The Witch. Traduction : la sorcière. Robert Eggers signe un premier film remarqué et remarquable. Prix, entre autres, de la mise en scène au festival Sundance en 2015, ce film, sorti en salle le 15 juin 2016, n’est pas seulement un bon divertissement. Il orchestre une variation hautement esthétique sur le thème de la sorcière. Un grand film de genre !
L’action de The Witch se passe en 1630, dans les paysages grandioses, sauvages et tourmentés de la Nouvelle-Angleterre. La wilderness reste, par ailleurs, sublimée par la photographie de Jarin Blaschke. La situation se déroule autour d’une famille, composée des parents et de cinq enfants. D’elle, on ne sait presque rien. Les membres de la famille sont des colons, ils ont quitté l’Angleterre pour le Nouveau Monde. On sait qu’ils sont des chrétiens très pieux. Fait important : le film commence par le bannissement de la famille de leur communauté. À partir de cet événement, ils s’installent en pleine nature, en bordure d’une forêt, dans l’espoir de conquérir cet endroit, notamment par l’élevage et la culture de céréales. Mais, un jour, alors qu’il était gardé par la sœur aînée Thomasin, le plus jeune de la fratrie, Samuel, disparaît de manière inexpliquée. Alors commencent à survenir des phénomènes de plus en plus étranges.
┄┄┄┄┄┄┄┄┄┄┄┄┄┄┄┄┄┄┄┄
- [Les consignes]
**a.** Reprenez à l'identique, s'il vous plaît, le passage sur The Witch depuis « The Witch. Traduction » jusqu'à « film de genre ! » inclus.
**b.** D'après le passage sur The Witch, répondez à ces questions :
(i) En quelle année se déroule l'action du film ?
(ii) À qui doit-on la photographie ?
(iii) Qui gardait Samuel au moment de sa disparition ?
**c.** Relevez tous les noms de personnes cités dans le passage sur The Witch.
Appuyez-vous uniquement sur le passage sur The Witch.

- [Extrait de données]
┄┄┄┄┄┄┄┄┄┄┄┄┄┄┄┄┄┄┄┄
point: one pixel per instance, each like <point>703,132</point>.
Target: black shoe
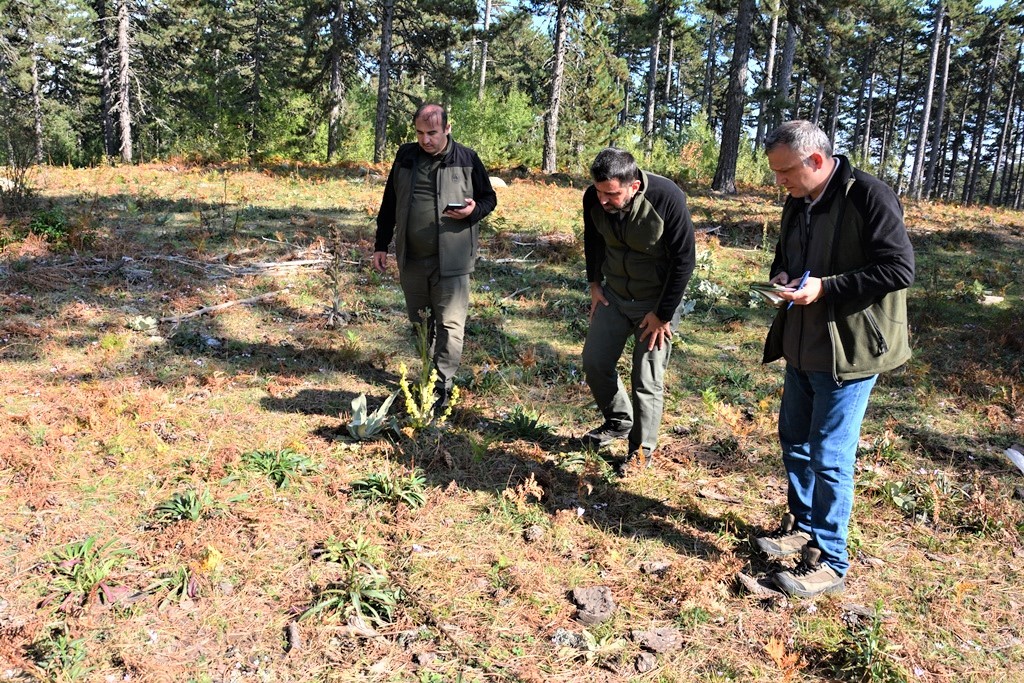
<point>605,434</point>
<point>637,460</point>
┄┄┄┄┄┄┄┄┄┄┄┄┄┄┄┄┄┄┄┄
- [Réponses détaillées]
**a.**
The Witch. Traduction : la sorcière. Robert Eggers signe un premier film remarqué et remarquable. Prix, entre autres, de la mise en scène au festival Sundance en 2015, ce film, sorti en salle le 15 juin 2016, n’est pas seulement un bon divertissement. Il orchestre une variation hautement esthétique sur le thème de la sorcière. Un grand film de genre !

**b.**
(i) En 1630.
(ii) À Jarin Blaschke.
(iii) Sa sœur aînée, Thomasin.

**c.** Robert Eggers, Jarin Blaschke, Thomasin, Samuel.